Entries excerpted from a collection
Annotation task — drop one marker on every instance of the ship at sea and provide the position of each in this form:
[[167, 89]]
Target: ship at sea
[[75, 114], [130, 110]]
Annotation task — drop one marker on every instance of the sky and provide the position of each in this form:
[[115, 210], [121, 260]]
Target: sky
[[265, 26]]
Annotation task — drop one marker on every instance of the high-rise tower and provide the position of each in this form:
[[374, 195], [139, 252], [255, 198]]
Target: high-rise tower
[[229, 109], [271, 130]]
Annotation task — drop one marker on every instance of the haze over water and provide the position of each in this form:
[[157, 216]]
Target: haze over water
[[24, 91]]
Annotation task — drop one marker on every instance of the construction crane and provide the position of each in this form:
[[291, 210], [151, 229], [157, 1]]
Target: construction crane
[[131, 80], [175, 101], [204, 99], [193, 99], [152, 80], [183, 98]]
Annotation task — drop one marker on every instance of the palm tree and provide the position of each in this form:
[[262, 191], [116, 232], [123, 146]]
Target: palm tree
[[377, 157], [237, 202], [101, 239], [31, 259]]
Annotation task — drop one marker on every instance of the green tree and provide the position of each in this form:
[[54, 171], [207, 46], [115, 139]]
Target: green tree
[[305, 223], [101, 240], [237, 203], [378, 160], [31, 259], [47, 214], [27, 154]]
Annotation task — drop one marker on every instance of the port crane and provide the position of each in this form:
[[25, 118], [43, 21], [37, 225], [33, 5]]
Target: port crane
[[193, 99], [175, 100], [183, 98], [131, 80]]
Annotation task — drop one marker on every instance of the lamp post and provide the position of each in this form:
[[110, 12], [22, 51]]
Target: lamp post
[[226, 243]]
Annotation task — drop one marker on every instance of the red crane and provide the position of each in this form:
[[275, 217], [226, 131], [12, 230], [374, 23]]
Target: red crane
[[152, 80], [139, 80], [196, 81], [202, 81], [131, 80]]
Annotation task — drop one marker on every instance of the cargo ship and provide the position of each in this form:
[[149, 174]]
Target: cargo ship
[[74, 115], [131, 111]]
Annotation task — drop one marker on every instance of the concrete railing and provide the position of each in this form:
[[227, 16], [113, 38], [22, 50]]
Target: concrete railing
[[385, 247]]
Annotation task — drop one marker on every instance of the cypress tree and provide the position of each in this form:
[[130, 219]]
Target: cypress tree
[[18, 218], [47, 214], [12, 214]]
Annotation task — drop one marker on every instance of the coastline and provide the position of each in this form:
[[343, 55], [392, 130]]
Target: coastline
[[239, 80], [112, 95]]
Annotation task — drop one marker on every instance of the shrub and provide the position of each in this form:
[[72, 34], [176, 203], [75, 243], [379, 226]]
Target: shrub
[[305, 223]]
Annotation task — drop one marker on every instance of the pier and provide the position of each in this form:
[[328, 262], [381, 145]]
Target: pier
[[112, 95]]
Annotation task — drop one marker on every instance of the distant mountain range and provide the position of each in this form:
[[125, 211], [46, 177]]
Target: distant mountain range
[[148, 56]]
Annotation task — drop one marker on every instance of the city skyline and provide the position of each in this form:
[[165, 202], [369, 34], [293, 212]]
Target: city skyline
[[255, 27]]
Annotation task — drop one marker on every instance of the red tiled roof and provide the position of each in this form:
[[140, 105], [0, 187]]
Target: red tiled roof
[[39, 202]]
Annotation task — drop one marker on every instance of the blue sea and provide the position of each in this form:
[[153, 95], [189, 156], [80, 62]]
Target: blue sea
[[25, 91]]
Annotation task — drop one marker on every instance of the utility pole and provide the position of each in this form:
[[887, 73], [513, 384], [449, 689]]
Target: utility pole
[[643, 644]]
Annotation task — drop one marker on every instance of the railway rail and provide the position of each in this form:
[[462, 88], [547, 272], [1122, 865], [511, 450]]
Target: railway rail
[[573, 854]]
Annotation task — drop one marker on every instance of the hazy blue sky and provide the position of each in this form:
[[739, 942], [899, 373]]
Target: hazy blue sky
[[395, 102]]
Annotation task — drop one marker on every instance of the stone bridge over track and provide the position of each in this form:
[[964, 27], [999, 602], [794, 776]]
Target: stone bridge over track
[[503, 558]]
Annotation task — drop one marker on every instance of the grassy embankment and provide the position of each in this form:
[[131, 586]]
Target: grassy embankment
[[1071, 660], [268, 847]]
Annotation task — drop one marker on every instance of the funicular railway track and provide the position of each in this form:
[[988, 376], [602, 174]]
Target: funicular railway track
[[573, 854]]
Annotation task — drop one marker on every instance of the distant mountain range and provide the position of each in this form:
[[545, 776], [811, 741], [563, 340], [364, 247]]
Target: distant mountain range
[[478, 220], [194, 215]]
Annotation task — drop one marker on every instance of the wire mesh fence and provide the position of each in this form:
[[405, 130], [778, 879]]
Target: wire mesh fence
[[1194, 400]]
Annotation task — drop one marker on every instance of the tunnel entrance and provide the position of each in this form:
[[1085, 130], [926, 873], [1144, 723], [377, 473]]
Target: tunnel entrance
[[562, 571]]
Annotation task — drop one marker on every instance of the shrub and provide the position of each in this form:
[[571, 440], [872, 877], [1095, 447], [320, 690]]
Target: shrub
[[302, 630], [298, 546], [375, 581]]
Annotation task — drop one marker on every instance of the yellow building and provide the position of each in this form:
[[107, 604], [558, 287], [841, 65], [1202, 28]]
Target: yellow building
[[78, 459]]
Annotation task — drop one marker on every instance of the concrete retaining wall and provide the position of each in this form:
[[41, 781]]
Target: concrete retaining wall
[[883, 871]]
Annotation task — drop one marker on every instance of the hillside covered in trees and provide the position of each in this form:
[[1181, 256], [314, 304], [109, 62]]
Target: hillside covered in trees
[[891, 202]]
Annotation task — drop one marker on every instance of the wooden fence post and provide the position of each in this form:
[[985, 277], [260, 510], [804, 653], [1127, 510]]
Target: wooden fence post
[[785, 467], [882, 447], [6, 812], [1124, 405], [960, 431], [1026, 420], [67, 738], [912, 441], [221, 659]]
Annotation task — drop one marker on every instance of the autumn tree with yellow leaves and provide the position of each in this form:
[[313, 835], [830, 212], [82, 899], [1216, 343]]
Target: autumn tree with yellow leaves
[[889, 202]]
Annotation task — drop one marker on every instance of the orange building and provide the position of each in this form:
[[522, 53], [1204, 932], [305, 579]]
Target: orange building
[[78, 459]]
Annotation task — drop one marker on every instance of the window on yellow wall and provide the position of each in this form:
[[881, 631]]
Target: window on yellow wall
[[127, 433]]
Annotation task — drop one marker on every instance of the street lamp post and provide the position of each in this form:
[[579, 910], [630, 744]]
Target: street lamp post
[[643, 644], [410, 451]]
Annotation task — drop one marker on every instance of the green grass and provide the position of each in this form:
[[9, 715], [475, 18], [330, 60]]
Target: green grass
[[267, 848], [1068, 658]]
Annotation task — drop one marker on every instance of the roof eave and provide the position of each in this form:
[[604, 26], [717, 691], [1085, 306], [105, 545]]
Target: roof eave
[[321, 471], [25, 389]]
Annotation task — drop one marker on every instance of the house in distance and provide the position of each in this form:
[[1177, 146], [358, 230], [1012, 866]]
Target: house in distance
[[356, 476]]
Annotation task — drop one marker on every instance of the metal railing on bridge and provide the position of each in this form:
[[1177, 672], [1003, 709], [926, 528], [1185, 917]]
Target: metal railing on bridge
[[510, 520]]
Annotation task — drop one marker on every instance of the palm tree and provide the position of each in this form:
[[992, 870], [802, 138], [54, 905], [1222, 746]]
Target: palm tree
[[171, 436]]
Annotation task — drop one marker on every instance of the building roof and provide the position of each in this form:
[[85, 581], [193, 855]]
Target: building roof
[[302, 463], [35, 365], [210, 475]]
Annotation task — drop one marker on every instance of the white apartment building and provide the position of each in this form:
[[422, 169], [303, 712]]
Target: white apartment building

- _What is asked_
Substitute "Labeling task" for each "Annotation task" in all the entries above, and write the entries out again with nothing else changed.

- _Final result_
Labeling task — drop one marker on every instance of the ship at sea and provide the position of each in this form:
[[167, 89]]
Target: ship at sea
[[75, 114], [130, 110]]
Labeling task — drop one marker on every instance of the sky and provide the position of each in this form:
[[115, 210], [121, 260]]
Target: sky
[[265, 26]]
Labeling task — drop one marker on every instance of the high-rise tower and provide the position of each in this form:
[[374, 195], [139, 252], [255, 198]]
Target: high-rise tower
[[229, 109], [271, 130]]
Labeling task — drop one marker on every instance of the haze over water and provide the position of each in this form:
[[157, 216]]
Target: haze over water
[[24, 91]]
Labeling task — drop one marker on every instance of the construction crane and provide the position of each in this form:
[[291, 210], [151, 229], [157, 1]]
Target: construction crane
[[131, 80], [175, 101], [204, 99], [193, 99], [152, 80], [183, 98]]
Labeling task — drop one marker on every instance of the palm tree and provide the position of each in this form:
[[262, 191], [116, 232], [123, 146]]
Target: palm tree
[[377, 157], [237, 202], [101, 239], [31, 259]]
Labeling task — drop one marker on every instance of the green tree and provide the position of each in this form:
[[54, 171], [207, 46], [115, 139]]
Target: green tree
[[305, 223], [101, 240], [237, 203], [378, 160], [31, 259], [47, 214], [27, 154]]
Labeling task — drop one marker on every instance of the port crane and provide the position of each in this form:
[[25, 118], [43, 21], [37, 225], [33, 5]]
Target: port crane
[[193, 99], [175, 100], [183, 98], [131, 80]]
Labeling task — drop one marker on every instance of the lamp post and provide the position of each in this form:
[[110, 12], [22, 51]]
Target: lamp post
[[226, 243]]
Labeling task — drop one marker on every instance of the red crane and provide the position of each in this form:
[[275, 217], [226, 131], [12, 230], [374, 23]]
Target: red crane
[[152, 80], [139, 80], [196, 81], [202, 81], [131, 80]]
Labeling task — drop one marker on every instance of the cargo ship and provide the position of each in this form:
[[149, 174]]
Target: cargo ship
[[74, 115], [131, 111]]
Labeling task — drop one marker on every instance of the concrete railing and provide the position of each in this form:
[[227, 16], [113, 38], [22, 50]]
Target: concrete railing
[[385, 247]]
Labeling task — drop one marker on every instance of the cypress tree and provide the position of each in this form:
[[130, 219]]
Target: cypress tree
[[18, 218], [47, 214], [12, 214]]
Labeling task — drop one marker on every instance of the coastline and provide the position of each in this form:
[[343, 55], [392, 130]]
Target: coastline
[[239, 80], [112, 95]]
Labeling task — drop one marker on every instance of the shrub and provide the position of each in this form:
[[72, 34], [176, 203], [75, 243], [379, 226]]
Target: shrub
[[305, 223]]
Labeling task — drop one marker on every instance of the pier and provide the position of each in this form:
[[328, 262], [381, 145]]
Target: pier
[[112, 95]]
Labeling task — drop one marker on every instance of the distant mountain range and provide the position of each in this form:
[[125, 211], [46, 177]]
Target: distant mountain range
[[148, 56]]
Labeling task — drop one marker on every instance of the city skyline and provide the position of each in this form:
[[165, 202], [369, 34], [293, 212]]
Target: city skyline
[[255, 27]]
Labeling task — drop one marker on every instance of the red tiled roof and provide the position of each in this form:
[[140, 105], [0, 187]]
Target: red tiled roof
[[39, 202]]
Labeling task — drop one marker on every instance of the blue sea and provide the position of each in this form:
[[153, 95], [189, 156], [80, 62]]
Target: blue sea
[[25, 91]]
Labeling task — drop one marker on every instance of the utility pole and provide the position of each in this form:
[[887, 73], [513, 384], [449, 689]]
Target: utility pole
[[643, 644]]
Labeling task — drop one marker on every instance of the railway rail and provide the position of each in this form:
[[462, 88], [547, 272], [1122, 865], [511, 450]]
Target: railway rail
[[573, 854]]
Labeling task — drop one marker on every instance of the hazy blue sky and provide the position of each in this form:
[[739, 942], [899, 373]]
Target: hazy blue sky
[[395, 102]]
Labeling task — drop one marker on every instance of the stone bridge over track and provide the position of each in this form:
[[964, 27], [999, 602], [794, 776]]
Target: stone bridge over track
[[503, 558]]
Labeling task — drop one marker on every instance of the grassy embankment and provide the position of each in this form:
[[131, 586]]
Target: grassy embankment
[[1071, 660], [268, 847]]
Labeling task — drop one marker on every instance of the funicular railway track and provide the position of each in this form:
[[988, 376], [602, 174]]
Target: funicular railway track
[[573, 854]]
Labeling task — drop one marker on every instance of the distant mountain range and provide the position of each in this form:
[[545, 776], [811, 741], [563, 340], [364, 247]]
Target: distant mountain range
[[478, 220], [194, 215]]
Labeling task — drop one marker on every instance of the wire mesh fence and provide the position of each in this form:
[[405, 130], [778, 879]]
Target: wire mesh fence
[[1194, 400]]
Labeling task — drop one marker on every instance of the tunnel entrance and provide the position of each in this form:
[[1085, 130], [926, 873], [1144, 723], [377, 473]]
Target: tunnel entrance
[[562, 571]]
Labeling task — drop one marker on every instance of the shrub and provide the position of each in this form:
[[571, 440], [872, 877], [1095, 447], [320, 690]]
Target: shrub
[[302, 630], [298, 546], [375, 581]]
Labeling task — drop one marker on every instance of the yellow building and provide the position of each in this form:
[[107, 604], [558, 287], [841, 65], [1202, 28]]
Target: yellow building
[[78, 459]]
Labeling task — drop one marker on every instance of the concrete retaining wall and provide the position of each in this form:
[[41, 781]]
Target: concrete retaining wall
[[883, 871]]
Labeling task — drop one marker on every instance of the hillside covered in trees and provide the position of each in this form:
[[1181, 256], [314, 304], [109, 62]]
Target: hillside covered in trees
[[891, 202]]
Labeling task — drop one marker on every instance of the wooden fence post and provide the position of each in this form:
[[985, 277], [260, 510], [804, 653], [1127, 510]]
Target: wooden fence post
[[785, 467], [882, 447], [6, 812], [1124, 405], [960, 431], [1026, 420], [67, 738], [912, 441], [221, 659]]
Labeling task — drop one marker on every instance of the autumn tree with yellow leaves and provide the position of each in this form:
[[313, 835], [830, 212], [82, 899], [1216, 343]]
Target: autumn tree with yellow leaves
[[889, 202]]
Labeling task — drop one marker on every instance of the orange building and provide the position of each in this form:
[[522, 53], [1204, 932], [305, 579]]
Target: orange building
[[78, 459]]
Labeling task — drop one marker on every instance of the window on yellow wall and provide the position of each in this form:
[[881, 631]]
Target: window on yellow wall
[[127, 433]]
Labeling task — drop one marker on every instance of the street lamp post and provide the position of each in this form:
[[579, 910], [630, 744]]
Target: street lamp post
[[643, 644], [410, 451]]
Labeling task — drop one marker on every instance of the green grass and provide the position of each in this form:
[[9, 715], [475, 18], [330, 60]]
Target: green grass
[[267, 848], [1068, 658]]
Labeling task — drop one marker on every instance of the roof eave and provide the position of each in this form:
[[604, 26], [717, 691], [1085, 306], [105, 545]]
Target: roof eave
[[321, 471], [25, 389]]
Labeling task — drop one marker on every instance of the house in distance and provide the position of each in this form:
[[1177, 146], [358, 230], [1012, 866]]
Target: house in distance
[[356, 476]]
Labeling task — drop one marker on every instance of the metal railing on bridge and provide the position of each in this form:
[[1177, 672], [1003, 709], [926, 528], [1185, 917]]
Target: metal railing on bridge
[[510, 520]]
Labeling task — drop one marker on every instance of the palm tree and provide the position of each in this form:
[[992, 870], [802, 138], [54, 905], [1222, 746]]
Target: palm tree
[[171, 436]]
Labeling task — drop one marker on every instance of the building roof and provide the position of each in this form:
[[85, 581], [193, 855]]
Target: building roof
[[302, 463], [35, 365], [210, 475]]
Labeling task — drop one marker on every instance of the white apartment building and provide the position of each in this form:
[[422, 169], [303, 712]]
Target: white apartment building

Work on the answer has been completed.